• _SET PROBLEM_: Find every row containing the string "laid", with matching case, and copy each of those rows in full.

(Point placement records)
# # # # #
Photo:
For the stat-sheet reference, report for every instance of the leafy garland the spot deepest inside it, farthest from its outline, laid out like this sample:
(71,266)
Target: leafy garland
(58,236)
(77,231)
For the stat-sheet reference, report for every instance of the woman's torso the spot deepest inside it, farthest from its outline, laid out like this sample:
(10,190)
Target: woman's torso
# # # # #
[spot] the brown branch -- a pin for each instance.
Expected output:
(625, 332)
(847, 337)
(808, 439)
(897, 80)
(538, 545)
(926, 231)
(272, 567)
# # # # #
• _TASK RESULT_:
For the stat-sheet reference, report for every instance of the leafy garland the spot deepest inside it, farthest from its outline, laid out like this sample:
For the stat-sheet reference, report for every instance of the woman's torso the spot deepest inside it, farthest from its outline, laid out like this sample:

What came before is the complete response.